## Exercise task
Switch "dome" to "cupola" in the material, starting at its first line and stopping after the line that contains "[159,161,176,180]", and leave everything else as it is. Write out only that stretch, without the pictures.
## start Extracted data
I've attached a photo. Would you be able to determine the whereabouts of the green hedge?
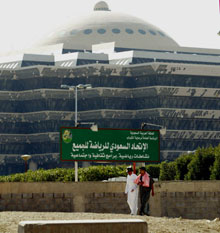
[0,144,220,182]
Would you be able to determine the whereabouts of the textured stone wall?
[0,63,220,175]
[0,193,74,212]
[0,181,220,219]
[160,192,220,219]
[0,192,129,213]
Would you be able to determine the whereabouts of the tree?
[185,146,215,180]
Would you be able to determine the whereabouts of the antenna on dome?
[94,1,110,11]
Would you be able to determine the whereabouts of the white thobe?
[125,173,138,215]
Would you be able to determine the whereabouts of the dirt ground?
[0,211,220,233]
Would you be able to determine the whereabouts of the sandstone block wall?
[0,181,220,219]
[160,192,220,219]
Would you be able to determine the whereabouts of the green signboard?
[60,127,160,162]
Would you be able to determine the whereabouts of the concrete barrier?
[18,219,148,233]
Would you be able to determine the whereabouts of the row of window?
[70,28,165,36]
[0,63,18,69]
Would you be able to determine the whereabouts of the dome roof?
[38,1,178,50]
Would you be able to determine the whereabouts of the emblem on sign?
[63,129,72,143]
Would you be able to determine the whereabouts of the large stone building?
[0,2,220,174]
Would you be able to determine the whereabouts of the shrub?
[210,144,220,180]
[146,164,160,179]
[79,165,127,181]
[185,147,215,180]
[159,161,176,180]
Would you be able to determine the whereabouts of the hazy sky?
[0,0,220,53]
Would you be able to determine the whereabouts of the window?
[148,30,157,36]
[112,28,121,34]
[138,29,146,35]
[84,29,92,35]
[97,28,106,34]
[70,30,78,35]
[157,31,165,36]
[125,28,134,34]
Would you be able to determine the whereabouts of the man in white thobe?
[125,167,138,215]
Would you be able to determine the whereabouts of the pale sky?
[0,0,220,53]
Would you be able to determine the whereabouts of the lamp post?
[141,122,167,136]
[21,155,31,172]
[60,84,92,182]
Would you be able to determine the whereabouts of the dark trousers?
[140,186,151,215]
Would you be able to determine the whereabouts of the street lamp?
[60,84,92,182]
[21,155,31,172]
[141,122,167,136]
[77,122,99,132]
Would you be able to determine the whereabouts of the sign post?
[60,127,160,162]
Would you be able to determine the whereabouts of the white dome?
[94,1,109,11]
[38,1,178,50]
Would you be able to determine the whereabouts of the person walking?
[135,167,154,216]
[125,167,138,215]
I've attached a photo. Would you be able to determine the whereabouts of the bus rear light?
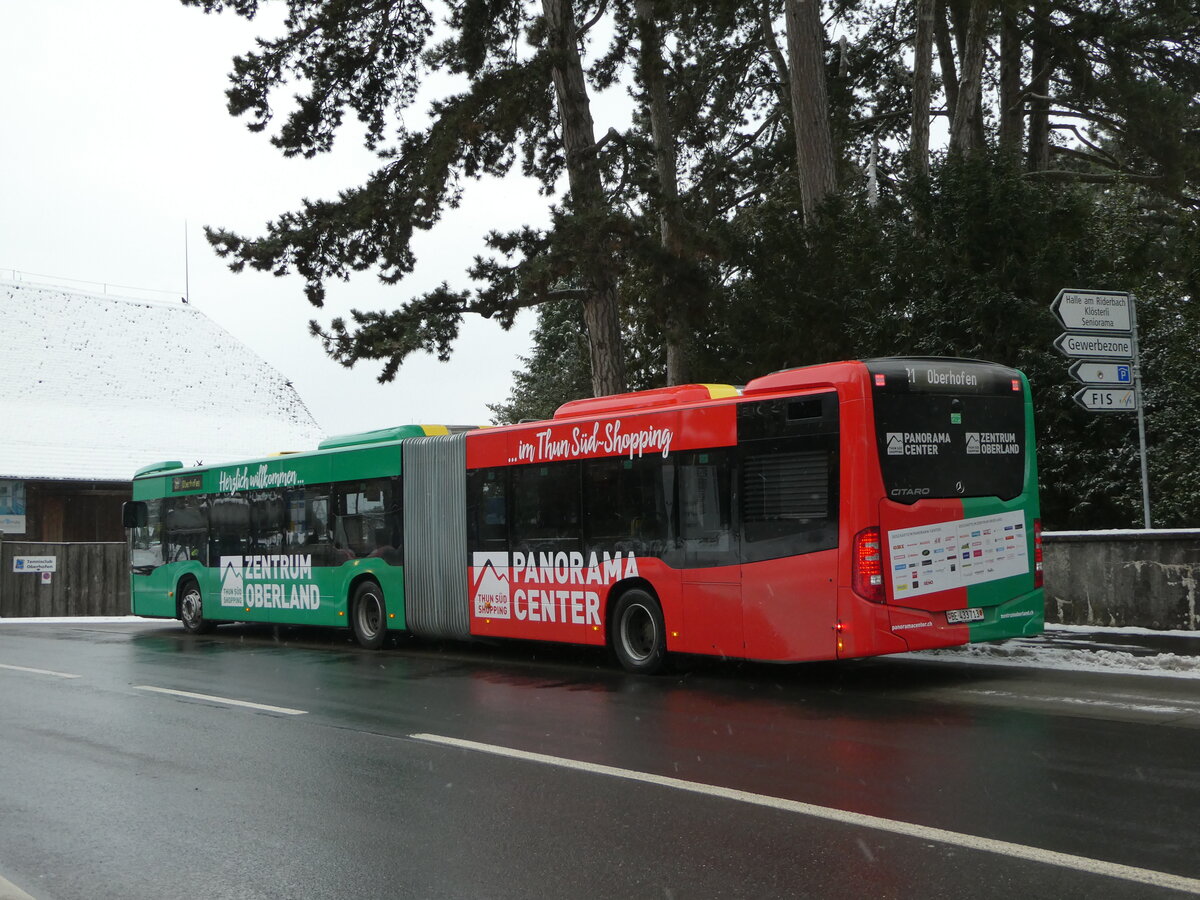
[850,527,883,604]
[1033,518,1044,588]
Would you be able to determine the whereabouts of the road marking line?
[0,875,34,900]
[409,734,1200,894]
[0,662,83,678]
[133,684,308,715]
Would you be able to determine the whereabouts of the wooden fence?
[0,540,130,618]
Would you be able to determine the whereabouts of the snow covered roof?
[0,282,323,481]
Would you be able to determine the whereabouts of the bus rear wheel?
[179,578,214,635]
[350,581,388,650]
[608,588,667,674]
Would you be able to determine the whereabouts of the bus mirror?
[121,500,148,528]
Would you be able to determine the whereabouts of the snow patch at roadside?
[898,628,1200,679]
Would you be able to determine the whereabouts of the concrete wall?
[1042,529,1200,631]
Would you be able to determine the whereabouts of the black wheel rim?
[179,587,204,628]
[355,593,383,640]
[620,604,659,662]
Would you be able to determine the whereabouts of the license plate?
[946,606,983,625]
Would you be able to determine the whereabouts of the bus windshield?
[866,359,1028,503]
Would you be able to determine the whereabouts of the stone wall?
[1042,529,1200,631]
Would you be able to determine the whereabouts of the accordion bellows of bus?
[125,359,1044,673]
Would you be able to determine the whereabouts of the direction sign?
[1054,331,1133,359]
[1075,388,1138,413]
[1068,360,1133,386]
[1050,288,1133,335]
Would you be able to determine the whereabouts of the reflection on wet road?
[0,623,1200,900]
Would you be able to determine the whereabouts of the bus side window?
[250,491,287,553]
[286,487,332,565]
[676,450,738,569]
[467,468,509,552]
[738,436,838,563]
[163,494,209,564]
[334,478,401,564]
[130,499,164,575]
[583,455,673,557]
[209,494,250,565]
[511,462,583,553]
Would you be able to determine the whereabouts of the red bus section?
[466,359,1043,671]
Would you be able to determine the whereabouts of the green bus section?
[962,374,1045,643]
[131,426,430,629]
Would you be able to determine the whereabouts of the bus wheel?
[350,581,388,650]
[608,588,667,674]
[179,578,214,635]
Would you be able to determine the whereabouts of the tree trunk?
[634,0,691,384]
[934,2,959,139]
[950,0,988,152]
[908,0,936,180]
[1027,0,1052,172]
[786,0,838,222]
[541,0,625,396]
[1000,0,1025,156]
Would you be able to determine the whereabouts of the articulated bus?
[125,359,1044,673]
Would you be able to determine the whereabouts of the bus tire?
[179,578,216,635]
[350,581,388,650]
[608,588,667,674]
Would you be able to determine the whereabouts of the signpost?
[1054,331,1133,359]
[1050,288,1150,528]
[1075,385,1138,413]
[1069,360,1133,386]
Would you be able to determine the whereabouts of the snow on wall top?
[0,282,323,481]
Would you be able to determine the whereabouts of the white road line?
[0,875,34,900]
[0,662,83,678]
[133,684,308,715]
[960,690,1200,715]
[409,734,1200,894]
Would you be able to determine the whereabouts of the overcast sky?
[0,0,561,433]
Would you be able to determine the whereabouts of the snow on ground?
[0,616,1200,679]
[898,625,1200,678]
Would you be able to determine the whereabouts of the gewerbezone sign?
[1050,288,1150,528]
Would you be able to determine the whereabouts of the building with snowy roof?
[0,281,323,541]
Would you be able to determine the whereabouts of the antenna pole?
[184,218,192,304]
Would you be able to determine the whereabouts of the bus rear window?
[868,360,1028,503]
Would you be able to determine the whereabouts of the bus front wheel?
[179,578,214,635]
[608,588,667,674]
[350,581,388,650]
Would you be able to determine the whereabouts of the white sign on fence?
[12,557,59,572]
[1050,288,1133,335]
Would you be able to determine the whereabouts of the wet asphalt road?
[0,623,1200,900]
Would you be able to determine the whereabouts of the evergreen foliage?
[189,0,1200,528]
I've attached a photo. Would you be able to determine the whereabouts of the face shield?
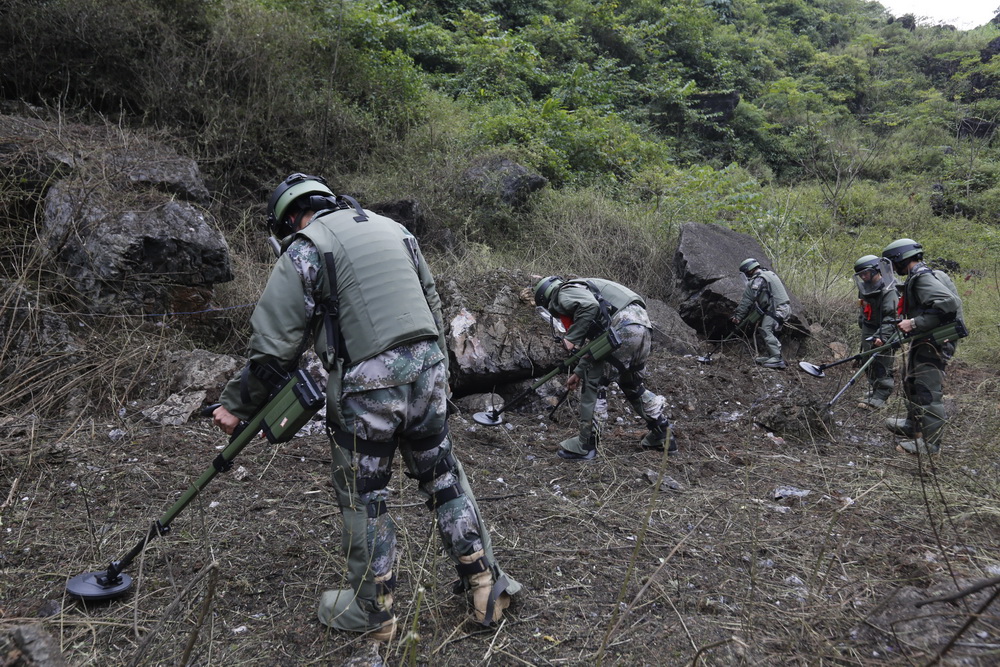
[854,257,895,296]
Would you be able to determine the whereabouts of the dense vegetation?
[0,0,1000,362]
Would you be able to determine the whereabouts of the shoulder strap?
[316,252,350,365]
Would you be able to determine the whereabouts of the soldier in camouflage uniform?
[854,255,899,410]
[730,257,792,369]
[882,239,964,454]
[214,174,520,641]
[534,276,677,461]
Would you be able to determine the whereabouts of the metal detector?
[66,370,326,602]
[472,329,621,426]
[799,320,969,378]
[799,331,905,378]
[826,345,885,408]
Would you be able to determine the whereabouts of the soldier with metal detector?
[854,255,899,410]
[534,276,677,461]
[882,239,966,454]
[213,174,520,641]
[731,257,792,369]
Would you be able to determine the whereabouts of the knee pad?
[618,381,646,401]
[410,452,465,511]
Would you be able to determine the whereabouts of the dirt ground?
[0,332,1000,666]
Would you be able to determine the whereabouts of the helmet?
[535,276,563,308]
[854,255,880,273]
[267,174,337,239]
[882,239,924,264]
[740,257,760,276]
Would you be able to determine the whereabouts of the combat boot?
[457,549,510,626]
[896,438,941,456]
[858,396,885,410]
[639,417,677,455]
[318,571,396,642]
[556,433,597,461]
[885,417,916,438]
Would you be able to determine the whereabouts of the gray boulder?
[44,179,233,312]
[0,115,232,313]
[442,271,563,396]
[674,222,809,340]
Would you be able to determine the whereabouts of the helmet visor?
[854,257,895,296]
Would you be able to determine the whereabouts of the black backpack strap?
[583,280,618,337]
[316,252,350,365]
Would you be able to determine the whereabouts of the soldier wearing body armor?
[213,174,520,641]
[882,239,963,454]
[534,276,677,461]
[854,255,899,410]
[730,257,792,369]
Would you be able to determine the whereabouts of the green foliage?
[474,99,667,186]
[634,165,763,232]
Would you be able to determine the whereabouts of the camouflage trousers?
[563,324,666,454]
[903,342,955,447]
[861,334,896,401]
[331,363,504,613]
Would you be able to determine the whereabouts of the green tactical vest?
[903,264,965,325]
[566,278,646,312]
[298,209,438,370]
[760,269,789,310]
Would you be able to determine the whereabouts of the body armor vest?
[298,210,438,370]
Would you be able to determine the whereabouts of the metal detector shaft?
[818,329,912,371]
[482,336,607,420]
[93,371,323,583]
[826,354,877,408]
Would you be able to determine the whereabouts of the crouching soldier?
[534,276,677,461]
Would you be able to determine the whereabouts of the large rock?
[44,179,233,312]
[645,299,699,355]
[438,271,698,400]
[674,222,809,339]
[0,115,232,313]
[442,271,564,396]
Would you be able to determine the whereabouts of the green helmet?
[882,239,924,264]
[267,174,337,239]
[535,276,564,308]
[740,257,760,276]
[854,255,880,273]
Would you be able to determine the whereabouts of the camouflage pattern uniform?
[548,278,676,454]
[222,212,520,632]
[858,284,899,408]
[899,262,964,452]
[733,269,792,362]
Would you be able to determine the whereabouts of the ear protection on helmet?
[267,173,337,239]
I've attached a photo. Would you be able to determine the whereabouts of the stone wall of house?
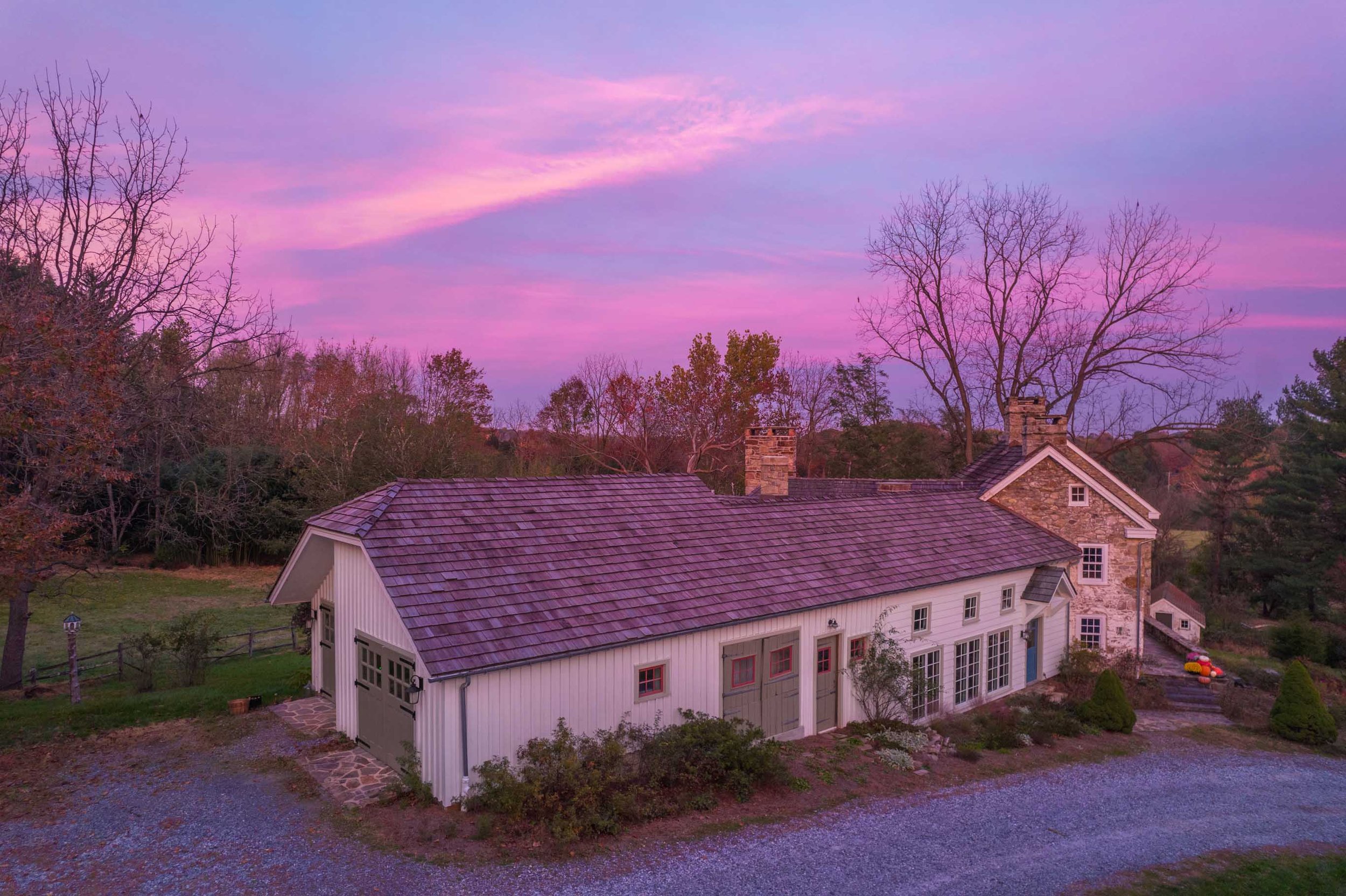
[992,457,1152,651]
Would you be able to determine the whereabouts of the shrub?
[1271,659,1337,744]
[953,744,982,763]
[845,608,925,723]
[874,750,917,771]
[633,709,788,799]
[1079,669,1136,735]
[467,710,790,844]
[1267,618,1327,664]
[162,610,222,686]
[397,740,435,806]
[127,631,167,694]
[874,731,930,753]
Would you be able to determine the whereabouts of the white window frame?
[912,647,944,720]
[1076,544,1108,585]
[912,604,930,638]
[953,638,983,707]
[1076,616,1108,650]
[963,591,982,626]
[985,629,1014,694]
[633,659,673,704]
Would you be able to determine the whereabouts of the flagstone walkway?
[271,697,398,806]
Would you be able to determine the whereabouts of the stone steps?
[1160,678,1219,713]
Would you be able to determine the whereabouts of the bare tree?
[859,180,980,463]
[858,182,1243,460]
[767,351,837,475]
[0,72,274,686]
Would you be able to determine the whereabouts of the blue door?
[1023,616,1042,683]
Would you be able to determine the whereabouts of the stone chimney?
[743,427,794,495]
[1006,396,1069,456]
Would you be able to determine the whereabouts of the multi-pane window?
[987,629,1010,694]
[1079,545,1106,581]
[912,605,930,635]
[360,645,384,688]
[635,664,664,697]
[388,657,416,705]
[730,657,756,688]
[912,650,940,718]
[953,638,982,704]
[963,595,982,622]
[1079,616,1103,650]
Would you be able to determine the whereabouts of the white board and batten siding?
[303,541,1069,803]
[309,572,336,694]
[417,569,1068,803]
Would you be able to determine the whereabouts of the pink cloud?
[187,75,894,249]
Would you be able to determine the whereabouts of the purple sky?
[0,0,1346,404]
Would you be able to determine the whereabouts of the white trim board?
[982,446,1159,538]
[1066,439,1159,519]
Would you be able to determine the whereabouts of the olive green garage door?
[720,631,800,736]
[355,635,416,768]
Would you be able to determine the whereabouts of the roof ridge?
[355,479,406,538]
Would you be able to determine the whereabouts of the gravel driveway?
[0,724,1346,896]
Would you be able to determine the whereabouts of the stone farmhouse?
[269,398,1159,803]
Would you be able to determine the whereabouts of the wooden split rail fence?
[27,626,309,688]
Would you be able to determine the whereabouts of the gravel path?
[0,724,1346,896]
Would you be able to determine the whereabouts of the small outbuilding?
[1149,581,1206,645]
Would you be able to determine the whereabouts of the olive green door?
[318,604,336,697]
[355,635,416,768]
[762,631,800,736]
[720,639,762,726]
[813,635,837,732]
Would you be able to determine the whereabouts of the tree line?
[0,72,1303,686]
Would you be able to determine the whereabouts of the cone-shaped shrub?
[1079,669,1136,735]
[1271,659,1337,744]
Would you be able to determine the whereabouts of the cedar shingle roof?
[1149,581,1206,626]
[310,475,1078,678]
[1023,567,1066,604]
[956,441,1023,489]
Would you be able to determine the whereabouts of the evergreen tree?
[1236,339,1346,616]
[1190,393,1273,604]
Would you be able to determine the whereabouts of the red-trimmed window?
[635,664,664,697]
[730,655,756,688]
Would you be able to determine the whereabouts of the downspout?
[1136,541,1146,680]
[458,675,473,813]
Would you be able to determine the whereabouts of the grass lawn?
[1089,852,1346,896]
[0,651,310,750]
[23,567,292,670]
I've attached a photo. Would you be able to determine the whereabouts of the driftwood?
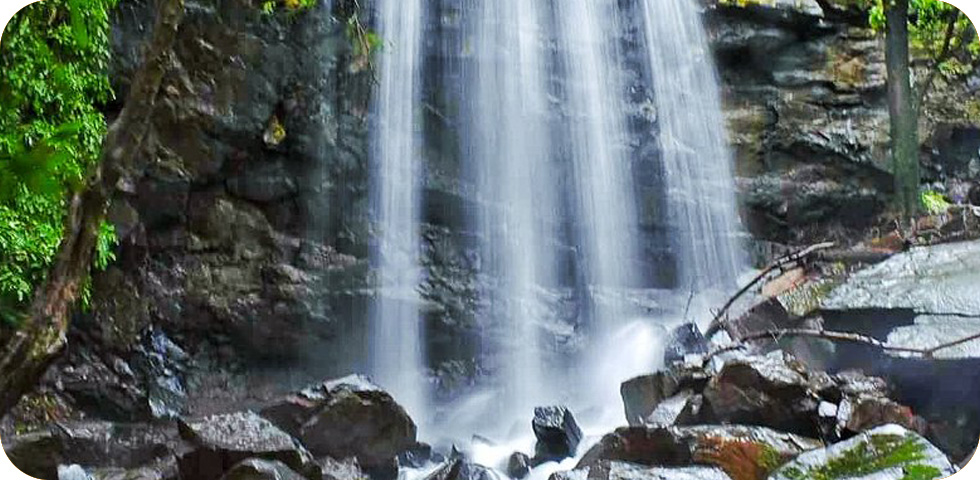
[0,0,184,417]
[704,242,834,338]
[702,328,980,365]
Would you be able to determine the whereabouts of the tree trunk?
[0,0,184,418]
[885,0,919,218]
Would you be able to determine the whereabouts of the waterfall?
[642,0,745,289]
[370,0,428,428]
[371,0,743,442]
[462,1,555,414]
[554,0,652,422]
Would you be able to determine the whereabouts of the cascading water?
[372,0,742,460]
[643,0,745,288]
[370,0,429,428]
[463,1,555,414]
[554,0,652,428]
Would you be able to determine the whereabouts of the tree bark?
[0,0,184,418]
[885,0,920,218]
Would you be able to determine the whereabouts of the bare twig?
[704,242,834,338]
[702,328,980,365]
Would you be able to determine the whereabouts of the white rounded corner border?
[0,0,980,480]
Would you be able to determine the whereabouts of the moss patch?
[782,434,942,480]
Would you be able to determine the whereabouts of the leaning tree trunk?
[0,0,184,418]
[885,0,919,218]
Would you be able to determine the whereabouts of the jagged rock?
[620,366,708,425]
[507,452,531,479]
[317,457,368,480]
[575,425,822,469]
[225,162,297,203]
[79,457,180,480]
[587,462,731,480]
[178,412,320,480]
[3,422,182,478]
[261,375,416,476]
[664,323,708,365]
[398,443,432,468]
[531,406,582,464]
[770,425,955,480]
[424,457,497,480]
[703,351,820,436]
[221,458,304,480]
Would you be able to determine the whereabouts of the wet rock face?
[770,425,954,480]
[620,366,709,425]
[425,458,497,480]
[821,241,980,460]
[507,452,531,479]
[704,355,820,435]
[531,406,582,464]
[621,350,931,439]
[262,375,416,478]
[221,458,304,480]
[575,425,821,469]
[172,412,320,480]
[588,462,730,480]
[705,0,977,243]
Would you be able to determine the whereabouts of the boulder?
[261,375,416,477]
[619,366,708,425]
[703,351,820,436]
[575,425,822,469]
[221,458,304,480]
[531,406,582,465]
[57,457,179,480]
[317,457,368,480]
[398,442,432,468]
[664,323,708,365]
[424,456,497,480]
[770,425,955,480]
[507,452,531,479]
[587,462,730,480]
[3,421,182,478]
[178,412,320,480]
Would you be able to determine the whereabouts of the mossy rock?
[769,425,954,480]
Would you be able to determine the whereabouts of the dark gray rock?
[317,457,368,480]
[3,422,184,478]
[424,457,497,480]
[575,425,822,469]
[507,452,531,479]
[620,366,709,425]
[178,412,320,480]
[664,323,708,365]
[221,458,304,480]
[531,406,582,464]
[398,443,432,468]
[569,462,731,480]
[262,375,417,477]
[703,351,820,436]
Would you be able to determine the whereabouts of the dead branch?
[702,328,980,365]
[0,0,184,417]
[704,242,834,338]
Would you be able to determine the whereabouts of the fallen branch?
[0,0,184,418]
[704,242,834,338]
[702,328,980,366]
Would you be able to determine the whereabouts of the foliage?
[697,437,785,480]
[782,435,941,480]
[866,0,980,77]
[0,0,116,323]
[919,190,950,215]
[261,0,319,15]
[344,10,382,71]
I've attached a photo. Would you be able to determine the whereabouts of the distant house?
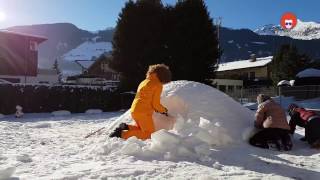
[87,55,120,81]
[213,55,273,92]
[294,68,320,86]
[0,31,47,83]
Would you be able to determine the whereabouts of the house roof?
[0,30,48,43]
[75,60,95,69]
[217,56,273,72]
[38,69,58,75]
[296,68,320,78]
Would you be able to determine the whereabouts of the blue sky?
[0,0,320,31]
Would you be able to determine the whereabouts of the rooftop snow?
[76,60,95,69]
[217,56,273,71]
[296,68,320,78]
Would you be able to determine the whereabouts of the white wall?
[0,74,59,84]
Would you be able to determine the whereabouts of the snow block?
[151,129,181,144]
[85,109,103,114]
[51,110,71,116]
[17,154,32,163]
[121,142,142,155]
[0,167,16,180]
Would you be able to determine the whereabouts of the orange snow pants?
[121,113,155,140]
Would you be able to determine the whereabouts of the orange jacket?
[131,74,167,114]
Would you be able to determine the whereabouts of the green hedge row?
[0,84,133,114]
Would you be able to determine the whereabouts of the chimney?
[250,54,257,62]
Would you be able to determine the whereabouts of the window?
[30,41,38,51]
[219,85,226,92]
[228,86,234,92]
[101,63,109,73]
[249,72,256,79]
## end Extracted data
## Result of this task
I've attached a photo. Would you be able to determine the whereabouts of the green hedge?
[0,144,220,182]
Would you be able to determine the whereabouts of the textured stone wall?
[0,63,220,175]
[0,193,74,212]
[0,181,220,219]
[160,192,220,219]
[0,192,129,213]
Would you be able to determine the whereabouts of the tree?
[185,146,215,180]
Would you be able to determine the whereabouts of the antenna on cupola?
[94,1,110,11]
Would you be able to determine the whereabouts of the white thobe?
[125,173,138,215]
Would you be able to determine the whereabouts of the dirt ground?
[0,211,220,233]
Would you be able to determine the whereabouts of the sandstone block wall?
[0,181,220,219]
[160,192,220,219]
Would you be able to determine the whereabouts of the green signboard?
[60,127,160,162]
Would you be able to determine the whereabouts of the concrete barrier?
[18,219,148,233]
Would you be able to determine the whereabouts of the row of window?
[70,28,165,36]
[0,63,18,69]
Would you be able to determine the whereabouts of the cupola roof?
[38,1,178,50]
Would you be able to determine the whereabouts of the emblem on sign?
[63,129,72,143]
Would you be able to determine the whereabouts of the large stone building?
[0,2,220,174]
Would you be able to determine the whereabouts of the shrub?
[210,144,220,180]
[146,164,160,179]
[79,165,127,181]
[185,147,215,180]
[159,161,176,180]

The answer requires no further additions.